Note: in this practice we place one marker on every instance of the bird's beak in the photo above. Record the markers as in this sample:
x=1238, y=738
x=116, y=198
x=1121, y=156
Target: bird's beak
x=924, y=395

----------

:: GIVEN TASK ::
Please write out all the rows above as a numbered list, leaving out any blank lines.

:: TASK RESULT ::
1. Note: in this practice we place one marker on every instance of the bird's beak in the photo above. Record the markers as in this sample:
2. x=1238, y=738
3. x=116, y=198
4. x=1121, y=156
5. Target: bird's beak
6. x=924, y=395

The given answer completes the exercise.